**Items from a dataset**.
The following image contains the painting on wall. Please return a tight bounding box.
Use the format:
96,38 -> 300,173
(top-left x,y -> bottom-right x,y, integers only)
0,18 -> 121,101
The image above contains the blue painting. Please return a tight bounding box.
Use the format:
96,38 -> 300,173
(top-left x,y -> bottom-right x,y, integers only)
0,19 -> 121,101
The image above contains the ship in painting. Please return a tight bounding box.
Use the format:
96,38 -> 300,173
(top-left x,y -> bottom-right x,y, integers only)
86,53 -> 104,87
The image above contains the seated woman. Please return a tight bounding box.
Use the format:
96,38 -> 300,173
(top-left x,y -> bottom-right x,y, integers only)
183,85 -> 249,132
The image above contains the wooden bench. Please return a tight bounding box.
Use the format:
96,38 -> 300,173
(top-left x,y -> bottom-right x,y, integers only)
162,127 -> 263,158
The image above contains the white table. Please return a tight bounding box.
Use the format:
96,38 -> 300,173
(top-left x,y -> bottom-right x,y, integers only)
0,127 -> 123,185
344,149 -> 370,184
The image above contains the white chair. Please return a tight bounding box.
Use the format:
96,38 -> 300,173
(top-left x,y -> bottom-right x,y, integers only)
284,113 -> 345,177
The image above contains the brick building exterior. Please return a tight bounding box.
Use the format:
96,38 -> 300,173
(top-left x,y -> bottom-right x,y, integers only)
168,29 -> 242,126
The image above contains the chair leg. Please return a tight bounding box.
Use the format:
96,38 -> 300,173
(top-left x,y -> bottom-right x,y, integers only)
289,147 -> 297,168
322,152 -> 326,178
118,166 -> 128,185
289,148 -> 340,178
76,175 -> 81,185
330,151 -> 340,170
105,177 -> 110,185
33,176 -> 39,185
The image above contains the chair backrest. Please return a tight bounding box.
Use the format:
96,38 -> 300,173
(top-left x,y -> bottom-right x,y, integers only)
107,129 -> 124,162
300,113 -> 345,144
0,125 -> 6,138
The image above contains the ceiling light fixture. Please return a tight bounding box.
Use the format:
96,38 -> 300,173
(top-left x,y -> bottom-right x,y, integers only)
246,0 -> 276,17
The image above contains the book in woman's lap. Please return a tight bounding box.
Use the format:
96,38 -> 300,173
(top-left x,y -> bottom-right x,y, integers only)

**Written problem**.
Repeat the entries above with "tight bounding box" renamed to "precise bounding box" wherever it occurs, keeping everything else the same.

**Solution to this problem**.
The following image contains the painting on wall. Please return a precise bounding box.
Use the format:
96,38 -> 300,173
(top-left x,y -> bottom-right x,y, integers only)
0,18 -> 121,101
The image above contains the blue painting. Please return a precise bounding box.
Use the format:
96,38 -> 300,173
(top-left x,y -> bottom-right x,y, integers only)
0,19 -> 121,101
The image above contains the ship in painting. Please return a precise bounding box.
Use the format:
96,38 -> 300,173
(top-left x,y -> bottom-right x,y, integers only)
86,53 -> 104,87
The image above contains the seated woman. Please return a precise bounding box.
Use the format:
96,38 -> 300,173
(top-left x,y -> bottom-right x,y, integers only)
183,85 -> 249,132
The image above contains the wooden bench. Please return a precise bounding box.
Use the format:
96,38 -> 300,173
(top-left x,y -> bottom-right x,y, integers only)
162,127 -> 263,158
The image above contains the white table. Please return a precise bounding box.
Use the format:
96,38 -> 300,173
(top-left x,y -> bottom-right x,y, integers only)
0,127 -> 123,185
344,149 -> 370,184
The image above contains the white chair. Please return a precise bounding box.
Use the format:
96,38 -> 300,173
(top-left x,y -> bottom-right x,y, integers only)
284,113 -> 345,177
The image above contains the brick building exterior. Please return a precise bounding box.
Use the format:
96,38 -> 300,173
(top-left x,y -> bottom-right x,y, integers only)
168,29 -> 242,126
The image above contains the chair leg. Please return a precise bounding box.
Use the format:
96,38 -> 300,173
(top-left x,y -> bottom-right x,y, integers only)
289,147 -> 297,168
322,152 -> 326,178
118,166 -> 128,185
289,148 -> 340,178
76,175 -> 81,185
330,151 -> 340,170
105,177 -> 110,185
33,176 -> 39,185
The image above contains the chair backrest. Please return a precise bounding box.
Use the format:
96,38 -> 300,173
(top-left x,y -> bottom-right x,y, integers only)
107,129 -> 124,162
300,113 -> 345,144
0,125 -> 6,138
The image above contains the ceiling light fixture. Please return a precise bounding box.
Use the format:
96,38 -> 300,173
(top-left x,y -> bottom-right x,y, integers only)
246,0 -> 276,17
The image above contains the book in woman's lap. Please return a precise bounding box.
Use the format:
96,38 -> 300,173
(top-left x,y -> bottom-right x,y, integers only)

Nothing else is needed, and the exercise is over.